##### Data provided #####

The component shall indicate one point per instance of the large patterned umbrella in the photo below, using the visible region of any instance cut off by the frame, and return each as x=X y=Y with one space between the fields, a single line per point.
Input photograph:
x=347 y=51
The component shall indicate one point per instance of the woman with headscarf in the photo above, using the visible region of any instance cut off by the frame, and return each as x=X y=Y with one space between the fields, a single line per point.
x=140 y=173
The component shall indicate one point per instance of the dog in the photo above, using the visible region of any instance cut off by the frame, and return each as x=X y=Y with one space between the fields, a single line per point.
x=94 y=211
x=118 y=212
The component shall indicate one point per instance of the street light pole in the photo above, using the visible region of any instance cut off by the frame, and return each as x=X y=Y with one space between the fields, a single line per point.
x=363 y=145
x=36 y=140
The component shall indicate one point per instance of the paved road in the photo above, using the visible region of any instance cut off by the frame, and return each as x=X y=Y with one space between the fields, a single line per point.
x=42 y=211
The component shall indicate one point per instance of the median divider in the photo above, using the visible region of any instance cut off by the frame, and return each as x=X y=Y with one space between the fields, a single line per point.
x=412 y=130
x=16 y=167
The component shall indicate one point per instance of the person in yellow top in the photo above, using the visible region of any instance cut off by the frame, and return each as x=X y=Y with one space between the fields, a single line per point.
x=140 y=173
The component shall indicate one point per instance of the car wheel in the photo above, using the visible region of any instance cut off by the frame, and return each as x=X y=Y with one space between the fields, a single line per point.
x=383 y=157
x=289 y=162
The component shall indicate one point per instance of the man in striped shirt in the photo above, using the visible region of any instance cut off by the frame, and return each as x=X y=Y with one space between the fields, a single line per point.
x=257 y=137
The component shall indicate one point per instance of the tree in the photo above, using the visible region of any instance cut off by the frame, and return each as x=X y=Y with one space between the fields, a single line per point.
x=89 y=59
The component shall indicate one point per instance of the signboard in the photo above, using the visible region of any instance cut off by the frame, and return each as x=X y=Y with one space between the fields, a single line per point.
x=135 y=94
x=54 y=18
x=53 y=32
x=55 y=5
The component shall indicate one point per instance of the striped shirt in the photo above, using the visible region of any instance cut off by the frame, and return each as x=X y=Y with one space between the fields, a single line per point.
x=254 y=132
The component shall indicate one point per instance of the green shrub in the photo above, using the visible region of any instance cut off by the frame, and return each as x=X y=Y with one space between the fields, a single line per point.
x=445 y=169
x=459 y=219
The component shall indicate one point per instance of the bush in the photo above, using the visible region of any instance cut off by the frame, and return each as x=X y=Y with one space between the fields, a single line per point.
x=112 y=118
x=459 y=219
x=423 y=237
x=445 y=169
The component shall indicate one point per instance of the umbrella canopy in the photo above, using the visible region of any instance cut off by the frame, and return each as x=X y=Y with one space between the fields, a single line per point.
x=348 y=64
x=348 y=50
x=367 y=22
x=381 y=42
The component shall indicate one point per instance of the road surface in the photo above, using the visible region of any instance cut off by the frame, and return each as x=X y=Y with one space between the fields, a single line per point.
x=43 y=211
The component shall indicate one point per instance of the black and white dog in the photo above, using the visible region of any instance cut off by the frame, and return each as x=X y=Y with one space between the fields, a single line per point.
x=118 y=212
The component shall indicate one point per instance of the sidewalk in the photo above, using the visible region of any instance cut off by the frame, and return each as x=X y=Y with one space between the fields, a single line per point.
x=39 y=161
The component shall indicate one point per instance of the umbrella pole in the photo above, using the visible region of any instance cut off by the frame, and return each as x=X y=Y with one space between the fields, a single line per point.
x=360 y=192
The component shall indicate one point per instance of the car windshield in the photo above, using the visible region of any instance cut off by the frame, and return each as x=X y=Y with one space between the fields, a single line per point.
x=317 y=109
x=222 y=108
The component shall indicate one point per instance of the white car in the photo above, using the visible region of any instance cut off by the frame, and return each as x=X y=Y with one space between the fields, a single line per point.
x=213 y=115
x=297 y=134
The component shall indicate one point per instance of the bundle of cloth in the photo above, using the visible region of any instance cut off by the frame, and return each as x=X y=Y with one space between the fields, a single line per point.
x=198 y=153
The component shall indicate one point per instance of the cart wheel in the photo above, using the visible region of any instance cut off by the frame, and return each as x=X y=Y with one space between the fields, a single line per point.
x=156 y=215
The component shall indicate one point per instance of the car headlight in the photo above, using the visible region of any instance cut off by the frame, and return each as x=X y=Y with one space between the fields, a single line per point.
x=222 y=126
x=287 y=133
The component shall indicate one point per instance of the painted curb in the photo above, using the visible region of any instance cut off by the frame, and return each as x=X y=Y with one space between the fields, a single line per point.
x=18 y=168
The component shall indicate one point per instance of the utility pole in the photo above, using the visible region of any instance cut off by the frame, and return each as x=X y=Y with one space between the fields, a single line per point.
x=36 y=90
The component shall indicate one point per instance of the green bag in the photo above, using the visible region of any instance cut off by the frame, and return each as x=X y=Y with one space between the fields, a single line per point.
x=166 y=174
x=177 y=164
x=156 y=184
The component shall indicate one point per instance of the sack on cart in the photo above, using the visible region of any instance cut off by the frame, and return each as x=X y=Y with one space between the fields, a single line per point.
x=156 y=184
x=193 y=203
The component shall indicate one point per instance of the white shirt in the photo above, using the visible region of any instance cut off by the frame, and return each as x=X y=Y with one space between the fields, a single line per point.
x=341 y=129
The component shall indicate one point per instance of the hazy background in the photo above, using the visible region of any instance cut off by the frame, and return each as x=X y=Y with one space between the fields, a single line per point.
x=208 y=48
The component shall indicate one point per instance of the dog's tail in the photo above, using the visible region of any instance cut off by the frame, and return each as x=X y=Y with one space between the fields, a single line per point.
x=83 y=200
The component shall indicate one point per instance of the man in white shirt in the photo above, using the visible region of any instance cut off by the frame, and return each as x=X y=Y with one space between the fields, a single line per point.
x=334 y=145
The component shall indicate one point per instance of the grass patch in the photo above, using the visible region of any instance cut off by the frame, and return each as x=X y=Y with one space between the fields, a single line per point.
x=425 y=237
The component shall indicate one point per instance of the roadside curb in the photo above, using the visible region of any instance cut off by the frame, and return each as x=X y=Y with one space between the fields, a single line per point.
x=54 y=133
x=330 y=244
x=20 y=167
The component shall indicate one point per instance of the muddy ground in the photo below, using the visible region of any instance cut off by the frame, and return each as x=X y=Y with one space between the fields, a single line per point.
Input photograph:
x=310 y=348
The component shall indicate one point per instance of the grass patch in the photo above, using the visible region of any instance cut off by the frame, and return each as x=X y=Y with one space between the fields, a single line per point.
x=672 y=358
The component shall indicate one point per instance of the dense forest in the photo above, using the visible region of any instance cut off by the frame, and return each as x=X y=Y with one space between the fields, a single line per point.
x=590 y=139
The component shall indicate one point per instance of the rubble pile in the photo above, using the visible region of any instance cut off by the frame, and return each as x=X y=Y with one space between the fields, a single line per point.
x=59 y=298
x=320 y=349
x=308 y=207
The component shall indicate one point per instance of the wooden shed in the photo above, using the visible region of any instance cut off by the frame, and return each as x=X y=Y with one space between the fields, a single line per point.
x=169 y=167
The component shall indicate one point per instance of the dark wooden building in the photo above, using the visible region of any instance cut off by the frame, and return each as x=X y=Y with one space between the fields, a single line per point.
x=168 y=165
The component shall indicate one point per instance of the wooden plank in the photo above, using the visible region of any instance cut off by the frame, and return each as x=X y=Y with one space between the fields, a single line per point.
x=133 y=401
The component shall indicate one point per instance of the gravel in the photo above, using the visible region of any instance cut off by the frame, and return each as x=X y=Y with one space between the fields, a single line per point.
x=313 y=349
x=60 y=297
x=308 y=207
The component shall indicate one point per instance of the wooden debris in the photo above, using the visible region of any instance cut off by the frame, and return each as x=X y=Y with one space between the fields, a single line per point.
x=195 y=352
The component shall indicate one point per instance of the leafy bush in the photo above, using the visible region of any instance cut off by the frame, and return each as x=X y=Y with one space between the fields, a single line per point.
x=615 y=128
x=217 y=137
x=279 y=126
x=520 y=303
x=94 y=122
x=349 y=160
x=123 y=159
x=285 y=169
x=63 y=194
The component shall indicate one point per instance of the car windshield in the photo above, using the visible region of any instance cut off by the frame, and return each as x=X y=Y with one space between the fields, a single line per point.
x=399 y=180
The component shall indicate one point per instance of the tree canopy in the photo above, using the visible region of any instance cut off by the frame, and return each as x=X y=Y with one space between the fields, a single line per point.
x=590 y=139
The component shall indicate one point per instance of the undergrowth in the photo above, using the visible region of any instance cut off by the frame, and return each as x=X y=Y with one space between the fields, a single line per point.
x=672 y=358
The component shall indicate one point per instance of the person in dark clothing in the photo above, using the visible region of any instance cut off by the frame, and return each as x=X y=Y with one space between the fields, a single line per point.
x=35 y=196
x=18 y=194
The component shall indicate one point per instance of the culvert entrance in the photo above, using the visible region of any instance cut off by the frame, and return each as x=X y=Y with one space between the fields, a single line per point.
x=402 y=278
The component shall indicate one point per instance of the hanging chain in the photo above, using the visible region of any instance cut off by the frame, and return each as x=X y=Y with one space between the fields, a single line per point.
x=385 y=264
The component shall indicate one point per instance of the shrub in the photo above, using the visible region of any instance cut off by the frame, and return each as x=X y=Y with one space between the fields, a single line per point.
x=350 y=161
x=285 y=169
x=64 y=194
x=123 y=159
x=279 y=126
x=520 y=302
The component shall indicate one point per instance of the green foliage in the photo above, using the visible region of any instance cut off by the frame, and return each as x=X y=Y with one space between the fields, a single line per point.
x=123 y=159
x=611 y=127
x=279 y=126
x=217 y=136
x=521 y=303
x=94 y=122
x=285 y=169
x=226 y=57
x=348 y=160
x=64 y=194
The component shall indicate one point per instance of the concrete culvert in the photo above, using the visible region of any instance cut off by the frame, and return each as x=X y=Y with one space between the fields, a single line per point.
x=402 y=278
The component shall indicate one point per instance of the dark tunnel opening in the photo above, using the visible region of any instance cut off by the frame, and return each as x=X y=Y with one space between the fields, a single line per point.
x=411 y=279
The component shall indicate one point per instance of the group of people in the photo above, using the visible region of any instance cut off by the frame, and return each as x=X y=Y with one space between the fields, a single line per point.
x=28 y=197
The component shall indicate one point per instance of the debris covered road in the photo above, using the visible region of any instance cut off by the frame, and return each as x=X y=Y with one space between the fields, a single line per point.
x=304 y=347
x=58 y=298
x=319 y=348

#####
##### Data provided #####

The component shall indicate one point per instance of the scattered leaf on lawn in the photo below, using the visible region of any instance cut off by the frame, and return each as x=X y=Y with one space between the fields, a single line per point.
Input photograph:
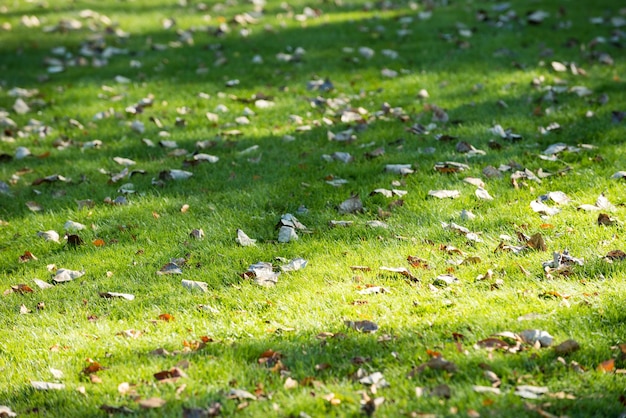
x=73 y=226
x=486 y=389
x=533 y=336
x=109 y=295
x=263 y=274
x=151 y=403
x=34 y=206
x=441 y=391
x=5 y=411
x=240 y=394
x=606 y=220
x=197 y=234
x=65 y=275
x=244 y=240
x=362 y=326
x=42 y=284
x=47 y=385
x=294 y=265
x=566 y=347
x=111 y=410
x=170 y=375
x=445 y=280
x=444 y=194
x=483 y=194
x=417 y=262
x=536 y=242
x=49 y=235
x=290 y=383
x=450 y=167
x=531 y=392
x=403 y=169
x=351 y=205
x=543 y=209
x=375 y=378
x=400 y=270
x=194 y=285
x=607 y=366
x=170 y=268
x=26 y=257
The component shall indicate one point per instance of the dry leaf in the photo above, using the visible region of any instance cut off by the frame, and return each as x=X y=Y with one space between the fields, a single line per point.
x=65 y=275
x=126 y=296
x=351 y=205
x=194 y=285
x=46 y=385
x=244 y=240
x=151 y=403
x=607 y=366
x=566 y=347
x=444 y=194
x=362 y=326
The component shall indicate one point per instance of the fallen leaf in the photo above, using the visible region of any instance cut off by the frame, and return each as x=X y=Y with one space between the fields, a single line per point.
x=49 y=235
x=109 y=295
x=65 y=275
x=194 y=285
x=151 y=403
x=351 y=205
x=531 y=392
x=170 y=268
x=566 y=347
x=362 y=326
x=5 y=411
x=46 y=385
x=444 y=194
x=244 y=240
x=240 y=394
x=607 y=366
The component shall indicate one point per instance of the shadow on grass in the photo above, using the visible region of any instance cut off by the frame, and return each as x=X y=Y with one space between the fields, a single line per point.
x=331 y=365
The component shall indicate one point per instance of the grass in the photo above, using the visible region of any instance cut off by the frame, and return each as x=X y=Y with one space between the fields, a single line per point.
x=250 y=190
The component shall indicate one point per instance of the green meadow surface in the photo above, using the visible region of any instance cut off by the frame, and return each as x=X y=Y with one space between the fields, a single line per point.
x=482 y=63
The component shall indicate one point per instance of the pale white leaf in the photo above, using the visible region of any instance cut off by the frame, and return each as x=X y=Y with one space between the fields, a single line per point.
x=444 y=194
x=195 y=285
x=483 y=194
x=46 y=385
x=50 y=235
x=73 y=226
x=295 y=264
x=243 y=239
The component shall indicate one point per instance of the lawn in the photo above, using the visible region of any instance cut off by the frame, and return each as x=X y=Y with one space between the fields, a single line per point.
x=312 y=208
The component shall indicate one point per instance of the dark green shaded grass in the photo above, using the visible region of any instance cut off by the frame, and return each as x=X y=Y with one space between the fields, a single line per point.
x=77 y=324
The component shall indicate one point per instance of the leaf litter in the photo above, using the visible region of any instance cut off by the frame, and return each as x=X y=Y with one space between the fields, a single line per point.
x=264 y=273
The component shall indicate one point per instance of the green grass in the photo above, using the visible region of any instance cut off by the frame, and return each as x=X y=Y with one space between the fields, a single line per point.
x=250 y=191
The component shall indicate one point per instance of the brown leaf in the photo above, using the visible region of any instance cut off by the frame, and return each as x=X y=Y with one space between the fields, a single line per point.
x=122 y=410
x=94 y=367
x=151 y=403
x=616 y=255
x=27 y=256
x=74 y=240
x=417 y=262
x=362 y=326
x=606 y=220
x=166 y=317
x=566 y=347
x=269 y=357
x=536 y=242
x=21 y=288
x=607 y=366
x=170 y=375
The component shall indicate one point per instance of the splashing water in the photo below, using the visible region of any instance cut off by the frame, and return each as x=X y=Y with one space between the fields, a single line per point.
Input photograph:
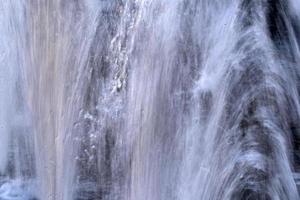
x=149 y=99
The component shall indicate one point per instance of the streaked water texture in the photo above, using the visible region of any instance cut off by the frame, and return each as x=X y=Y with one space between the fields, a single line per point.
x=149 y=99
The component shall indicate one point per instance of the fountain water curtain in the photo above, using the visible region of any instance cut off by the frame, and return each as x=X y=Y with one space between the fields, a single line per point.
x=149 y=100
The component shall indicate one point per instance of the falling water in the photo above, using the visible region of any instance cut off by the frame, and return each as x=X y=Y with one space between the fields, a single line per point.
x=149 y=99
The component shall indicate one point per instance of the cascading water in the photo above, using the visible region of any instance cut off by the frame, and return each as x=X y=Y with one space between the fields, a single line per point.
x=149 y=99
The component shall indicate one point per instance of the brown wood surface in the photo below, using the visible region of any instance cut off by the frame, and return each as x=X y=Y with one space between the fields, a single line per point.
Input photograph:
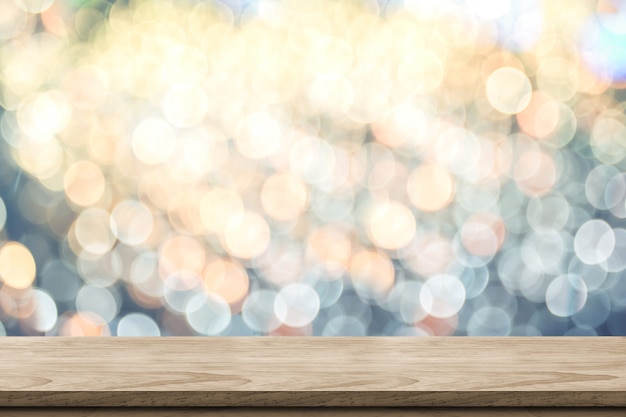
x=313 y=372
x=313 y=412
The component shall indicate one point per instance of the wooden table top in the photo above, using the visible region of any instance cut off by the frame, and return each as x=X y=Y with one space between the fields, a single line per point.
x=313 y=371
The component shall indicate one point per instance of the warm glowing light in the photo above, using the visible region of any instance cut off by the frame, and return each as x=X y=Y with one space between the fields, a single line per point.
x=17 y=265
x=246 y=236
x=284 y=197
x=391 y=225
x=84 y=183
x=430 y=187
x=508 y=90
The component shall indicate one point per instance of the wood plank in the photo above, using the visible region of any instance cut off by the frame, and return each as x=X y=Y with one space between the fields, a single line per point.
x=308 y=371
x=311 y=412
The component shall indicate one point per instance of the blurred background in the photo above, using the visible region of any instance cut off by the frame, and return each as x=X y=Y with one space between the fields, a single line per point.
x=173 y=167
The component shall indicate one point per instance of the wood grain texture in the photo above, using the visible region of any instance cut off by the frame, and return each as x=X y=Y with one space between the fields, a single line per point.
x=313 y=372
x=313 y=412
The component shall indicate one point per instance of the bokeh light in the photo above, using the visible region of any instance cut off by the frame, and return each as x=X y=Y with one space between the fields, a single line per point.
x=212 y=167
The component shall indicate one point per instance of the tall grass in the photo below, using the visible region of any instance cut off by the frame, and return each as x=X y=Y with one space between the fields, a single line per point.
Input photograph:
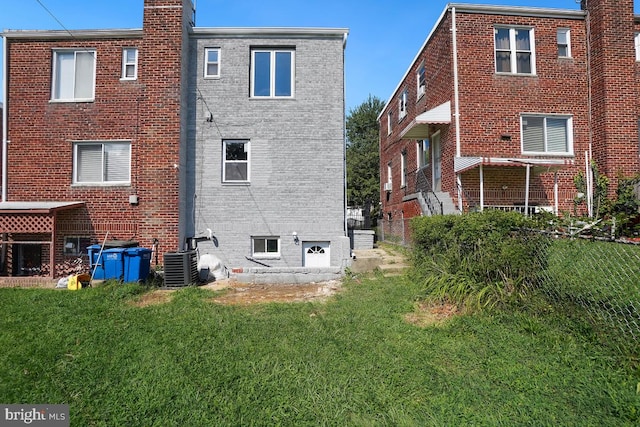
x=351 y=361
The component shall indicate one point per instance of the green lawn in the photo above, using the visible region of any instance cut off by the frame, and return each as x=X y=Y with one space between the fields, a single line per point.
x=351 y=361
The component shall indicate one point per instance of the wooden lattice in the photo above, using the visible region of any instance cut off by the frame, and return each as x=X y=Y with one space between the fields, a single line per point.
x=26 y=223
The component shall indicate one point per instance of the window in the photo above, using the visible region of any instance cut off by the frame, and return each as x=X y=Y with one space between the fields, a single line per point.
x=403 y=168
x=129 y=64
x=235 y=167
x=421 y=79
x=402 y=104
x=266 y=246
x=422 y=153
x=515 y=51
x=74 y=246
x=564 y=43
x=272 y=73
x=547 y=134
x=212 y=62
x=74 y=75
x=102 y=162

#####

(Work to be completed)
The response consists of the lines above that contain "below".

(Exercise result)
The component shall indicate one point per instance of the large patterned umbrella in the photo below, using the visible region of any instance cut off by the frame, and return each as x=X y=Y with one space between the fields, a single line per point.
The component shall indicate one point per instance of the muddy ground in the photo below, using the visible region of any instance cut off by the frame, and return each as x=X y=Y with one space between the fields, a single line per point.
The component shall indicate one point per instance of the scattered leaf on lawn in the photo below, using the visible region of any instance cut off by the frame, and return each as x=X y=Y with one space between the fields, a single line per point.
The component shall indicate one point per instance of the splashing water in the photo below, using the visible region of any instance cut off by the frame, and return each as x=X y=Y with one space between the fields, a single line per point.
The component shall indicate one point per instance of the brown wood surface in the photo below, using the visible region of any instance cut off by the frame, and return each as x=X y=Y with one space between the fields, a single line per point.
The component shall indicate one point per instance of the tall grass in the photo below, using the visible region of any instance cut off by the frame, and return each as x=X y=Y with one space between the fields, a single line per point.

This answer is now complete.